### DOCUMENT EXTRACT
####################

# Favorite Winter Beers?



## Central PA Cowboy

What are your favorite Winter beers? Some of my favorites are Tröegs Mad Elf, Sierra Nevada Celebration, and Sam Adams Winter Lager.


----------



## TNJAKE

Southern pecan made by Lazy Magnolia. It's in Mississippi. Pretty easy to find in Middle Tennessee where I live.


----------



## fivetricks

The deep winter dark berry or wood aged sours. Several big stouts, and the occasional dopplebock


----------



## xray

+1 for the mad elf! I like Sam Adams cold snap when it comes out.


----------



## Winterrider

Dos Equis year round...


----------



## HamboneSmoke

Kentucky Bourbon Barrel Ale.


----------



## Robert H

Two Hearted.Kalamazoo Mich.
I drink in summer when Im at a Detroit Tigers game and Winter or any time. Never found on my side of border, so I either pick up when in the States or have my nephew in Mich bring some when he comes to Canada. Yum


----------



## chef jimmyj

Loved the now discontinued Coors Winterfest. Been hot and heavy on the Local, (20miles away) STRAUB'S Beers the last couple of months...JJ


----------



## yankee2bbq

Bud Light.  Dilly, Dilly.


----------



## no right turn

Sierra Nevada Celebration and 4 Hands Brewing Chocolate Milk Stout.


----------



## JCAP

Mad elf is perfect this time of year. Also a big fan of Sierra Nevada Celebration Ale and Southern Tier 2xMAS.


----------



## Fueling Around

Grain Belt Nordeast is my year around choice.
I supplement with a craft brew now and then.


----------



## SmokinVOLfan

Three taverns cranberry sauce sour ale. Would drink a lot more of it if I could get it anywhere but Georgia! Otherwise whatever is cold and in my fridge


----------



## Fueling Around

SmokinVOLfan said:


> Three taverns cranberry sauce sour ale. Would drink a lot more of it if I could get it anywhere but Georgia! Otherwise whatever is cold and in my fridge


@#$*
I don't think my road trip to Florida (starting tomorrow) includes Georgia this year.


----------



## Omnivore

Deschutes Jubelale
Celebration Ale
Guinness (year round but finally goes with heartier meals)
In the not-beer category I wouldn't turn down a good White Russian, some boozy eggnog, or a hot toddy.


----------



## sawhorseray

Winter, spring, summer, or fall, Rolling Rock. RAY


----------



## fivetricks

Ooh. Founders "better half". Forgot about that one.

It's an Old Ale, 12.7%. good stuff and im not really a founders fan


----------



## crazymoon

Bud, Bud or Bud .


----------



## Central PA Cowboy

fivetricks said:


> Ooh. Founders "better half". Forgot about that one.
> 
> It's an Old Ale, 12.7%. good stuff and im not really a founders fan



Not sure if you've ever had Curmudgeon, but that was awesome.


----------



## pushok2018

Lagunitas Brown Shugga - 9.9%. It's seasonal but usually I I buy a few cases and enjoy this beer through March....


----------



## Steve H

Right now I'm digging the Stella Midnight Lager.


----------



## SmokinAl

I just ran across "Hurricane",  8.1 % and tastes good too!

####################

### GIVEN ENTRIES
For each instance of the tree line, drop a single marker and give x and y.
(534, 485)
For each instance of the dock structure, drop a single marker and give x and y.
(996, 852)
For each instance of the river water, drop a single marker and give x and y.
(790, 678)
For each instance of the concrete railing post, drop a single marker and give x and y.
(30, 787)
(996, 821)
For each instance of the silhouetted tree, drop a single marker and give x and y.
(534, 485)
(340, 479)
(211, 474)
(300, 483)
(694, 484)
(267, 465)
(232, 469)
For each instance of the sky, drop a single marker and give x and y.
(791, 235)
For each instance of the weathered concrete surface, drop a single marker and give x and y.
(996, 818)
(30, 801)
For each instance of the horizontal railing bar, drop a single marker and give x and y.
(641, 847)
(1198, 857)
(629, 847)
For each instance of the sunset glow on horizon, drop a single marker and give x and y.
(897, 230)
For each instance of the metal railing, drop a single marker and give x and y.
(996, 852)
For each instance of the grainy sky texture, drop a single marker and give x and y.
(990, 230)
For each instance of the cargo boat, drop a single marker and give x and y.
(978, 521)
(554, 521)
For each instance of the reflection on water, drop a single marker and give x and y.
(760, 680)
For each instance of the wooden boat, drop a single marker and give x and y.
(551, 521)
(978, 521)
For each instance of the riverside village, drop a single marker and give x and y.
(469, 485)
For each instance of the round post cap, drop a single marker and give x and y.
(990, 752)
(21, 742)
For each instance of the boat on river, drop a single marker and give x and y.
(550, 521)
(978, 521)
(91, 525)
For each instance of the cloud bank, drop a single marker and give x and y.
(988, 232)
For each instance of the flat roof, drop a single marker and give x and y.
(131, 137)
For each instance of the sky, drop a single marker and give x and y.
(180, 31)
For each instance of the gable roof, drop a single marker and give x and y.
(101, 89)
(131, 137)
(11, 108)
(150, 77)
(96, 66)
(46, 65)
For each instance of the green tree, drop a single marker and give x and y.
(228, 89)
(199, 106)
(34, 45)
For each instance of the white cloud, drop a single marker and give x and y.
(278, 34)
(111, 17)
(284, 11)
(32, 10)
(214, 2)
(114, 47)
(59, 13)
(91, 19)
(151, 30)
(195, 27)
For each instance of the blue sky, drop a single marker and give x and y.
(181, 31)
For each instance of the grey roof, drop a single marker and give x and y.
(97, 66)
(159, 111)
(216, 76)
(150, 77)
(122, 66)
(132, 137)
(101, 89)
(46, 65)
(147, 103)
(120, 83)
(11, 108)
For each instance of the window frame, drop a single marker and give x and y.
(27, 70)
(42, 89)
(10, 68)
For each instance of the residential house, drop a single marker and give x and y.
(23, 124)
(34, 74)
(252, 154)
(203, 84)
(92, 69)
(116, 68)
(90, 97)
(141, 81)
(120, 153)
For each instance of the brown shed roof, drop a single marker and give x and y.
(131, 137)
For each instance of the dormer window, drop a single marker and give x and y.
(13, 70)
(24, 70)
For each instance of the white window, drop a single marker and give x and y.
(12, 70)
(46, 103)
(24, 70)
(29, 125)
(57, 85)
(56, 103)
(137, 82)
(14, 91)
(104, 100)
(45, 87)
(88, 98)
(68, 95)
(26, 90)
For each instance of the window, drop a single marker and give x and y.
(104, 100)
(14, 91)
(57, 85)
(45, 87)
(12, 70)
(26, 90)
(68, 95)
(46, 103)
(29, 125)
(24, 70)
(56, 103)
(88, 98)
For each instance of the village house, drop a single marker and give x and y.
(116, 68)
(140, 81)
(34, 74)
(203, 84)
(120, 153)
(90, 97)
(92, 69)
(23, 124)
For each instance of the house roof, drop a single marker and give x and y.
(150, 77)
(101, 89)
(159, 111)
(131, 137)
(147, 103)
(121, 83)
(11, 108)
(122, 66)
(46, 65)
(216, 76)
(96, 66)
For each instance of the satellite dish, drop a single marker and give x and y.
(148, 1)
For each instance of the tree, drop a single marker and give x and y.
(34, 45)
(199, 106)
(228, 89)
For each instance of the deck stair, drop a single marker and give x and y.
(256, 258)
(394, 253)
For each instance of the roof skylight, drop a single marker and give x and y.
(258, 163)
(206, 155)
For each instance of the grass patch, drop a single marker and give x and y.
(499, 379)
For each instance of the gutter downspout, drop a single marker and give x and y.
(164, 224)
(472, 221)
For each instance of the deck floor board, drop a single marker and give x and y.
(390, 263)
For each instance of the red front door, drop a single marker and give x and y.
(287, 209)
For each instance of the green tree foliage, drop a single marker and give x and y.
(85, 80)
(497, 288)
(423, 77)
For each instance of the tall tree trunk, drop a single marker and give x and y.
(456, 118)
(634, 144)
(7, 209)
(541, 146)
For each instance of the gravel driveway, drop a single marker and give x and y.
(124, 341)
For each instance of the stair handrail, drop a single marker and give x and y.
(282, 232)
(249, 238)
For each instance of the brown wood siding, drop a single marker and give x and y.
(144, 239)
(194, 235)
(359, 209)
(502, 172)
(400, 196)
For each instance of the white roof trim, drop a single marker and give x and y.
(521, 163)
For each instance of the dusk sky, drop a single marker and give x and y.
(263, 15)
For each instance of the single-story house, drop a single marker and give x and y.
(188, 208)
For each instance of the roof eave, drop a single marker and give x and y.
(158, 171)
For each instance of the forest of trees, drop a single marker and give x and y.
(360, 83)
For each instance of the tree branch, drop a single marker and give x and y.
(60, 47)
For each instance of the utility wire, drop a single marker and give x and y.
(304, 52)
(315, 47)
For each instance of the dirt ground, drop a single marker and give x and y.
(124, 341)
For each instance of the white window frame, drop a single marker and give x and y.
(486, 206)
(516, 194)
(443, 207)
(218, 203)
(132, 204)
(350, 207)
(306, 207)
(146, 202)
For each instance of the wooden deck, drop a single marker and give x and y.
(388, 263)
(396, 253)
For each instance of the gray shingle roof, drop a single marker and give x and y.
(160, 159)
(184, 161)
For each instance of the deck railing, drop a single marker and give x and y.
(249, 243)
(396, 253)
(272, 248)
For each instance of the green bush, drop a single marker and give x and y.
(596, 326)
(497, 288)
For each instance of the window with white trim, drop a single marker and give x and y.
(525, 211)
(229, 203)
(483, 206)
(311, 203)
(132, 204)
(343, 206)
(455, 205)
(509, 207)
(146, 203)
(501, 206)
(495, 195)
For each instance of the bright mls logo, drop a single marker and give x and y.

####################

### WORK TO DO
Rename "Winter Lager" to "Holiday Lager" in the winter beers thread, and write out everything from "# Favorite Winter" down to "Adams Winter Lager." with that change. The data isn't needed here.

### RESULT FOR THIS EXERCISE
# Favorite Winter Beers?



## Central PA Cowboy

What are your favorite Winter beers? Some of my favorites are Tröegs Mad Elf, Sierra Nevada Celebration, and Sam Adams Holiday Lager.